任务要求:
把下面的全部条目逐字照抄一遍，不做任何改动。

--------

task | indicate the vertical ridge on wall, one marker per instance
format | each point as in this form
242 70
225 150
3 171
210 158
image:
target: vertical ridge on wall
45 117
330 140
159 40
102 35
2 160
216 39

--------

书面解答:
task | indicate the vertical ridge on wall, one marker per instance
format | each point as in this form
242 70
225 150
3 171
210 158
image:
target: vertical ridge on wall
45 117
330 140
159 40
102 35
2 160
216 39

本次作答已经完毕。